## Extrait du texte

# # # # #

Oui, Malaga, c’est la plage mais c’est également une ville culturelle avec de nombreux musées. Parmi ceux-là, le CAC Malaga avait attiré mon attention pour aller y faire une visite. Même si vous n’êtes pas sensible à l’art contemporain, ça ne vous coûte rien d’y aller. Et oui (et ça, c’est une vraie vision politique de la Culture !), l’entrée est gratuite !
Le Centre d’Art Contemporain de Malaga se situe sur les bords du Rio Guadalmedina, à l’ouest du centre ville. Beaucoup de graffitis se trouvent d’ailiers dans ce quartier plus alternatif. Vous le remarquerez sûrement par la présence d’œuvres ex-situ autour (fresques de Shepard Fairey dont deux immenses sur la façade d’un immeuble, deux sculptures sur le parvis). Le bâtiment du CAC comporte un grande salle d’exposition principale puis les cimaises forment de plus petites salles vers le fond. Une petite brasserie et une boutique (peu de chance que vous trouviez beaucoup de livres en français par contre…) sont également dans les murs.

# # # # #

Enregistrements du jeu de données sur l'emplacement d'objets
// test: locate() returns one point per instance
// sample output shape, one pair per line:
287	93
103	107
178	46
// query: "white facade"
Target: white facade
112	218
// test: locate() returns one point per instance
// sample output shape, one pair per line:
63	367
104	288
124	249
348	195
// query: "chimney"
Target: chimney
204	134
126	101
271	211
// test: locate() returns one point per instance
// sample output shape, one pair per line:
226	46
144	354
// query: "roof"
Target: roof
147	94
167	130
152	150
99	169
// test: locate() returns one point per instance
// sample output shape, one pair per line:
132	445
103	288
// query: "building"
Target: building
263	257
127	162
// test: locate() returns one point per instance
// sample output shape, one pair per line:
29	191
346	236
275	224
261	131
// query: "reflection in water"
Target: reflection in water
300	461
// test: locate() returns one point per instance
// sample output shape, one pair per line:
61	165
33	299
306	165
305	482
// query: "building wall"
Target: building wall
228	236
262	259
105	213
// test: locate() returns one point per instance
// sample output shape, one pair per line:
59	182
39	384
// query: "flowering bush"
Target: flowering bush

# # # # #

## Consigne A
Citez le passage du texte sur le CAC Malaga qui s'ouvre sur les mots contenant "Le Centre d’Art" et se clôt sur "dans les murs.".
## Consigne B
D'après le texte sur le CAC Malaga, au bord de quel cours d'eau se situe le Centre d'Art Contemporain ?
Le matériel ne joue ici aucun rôle.

## Réponse complète A
Le Centre d’Art Contemporain de Malaga se situe sur les bords du Rio Guadalmedina, à l’ouest du centre ville. Beaucoup de graffitis se trouvent d’ailiers dans ce quartier plus alternatif. Vous le remarquerez sûrement par la présence d’œuvres ex-situ autour (fresques de Shepard Fairey dont deux immenses sur la façade d’un immeuble, deux sculptures sur le parvis). Le bâtiment du CAC comporte un grande salle d’exposition principale puis les cimaises forment de plus petites salles vers le fond. Une petite brasserie et une boutique (peu de chance que vous trouviez beaucoup de livres en français par contre…) sont également dans les murs.

## Réponse complète B
Au bord du Rio Guadalmedina.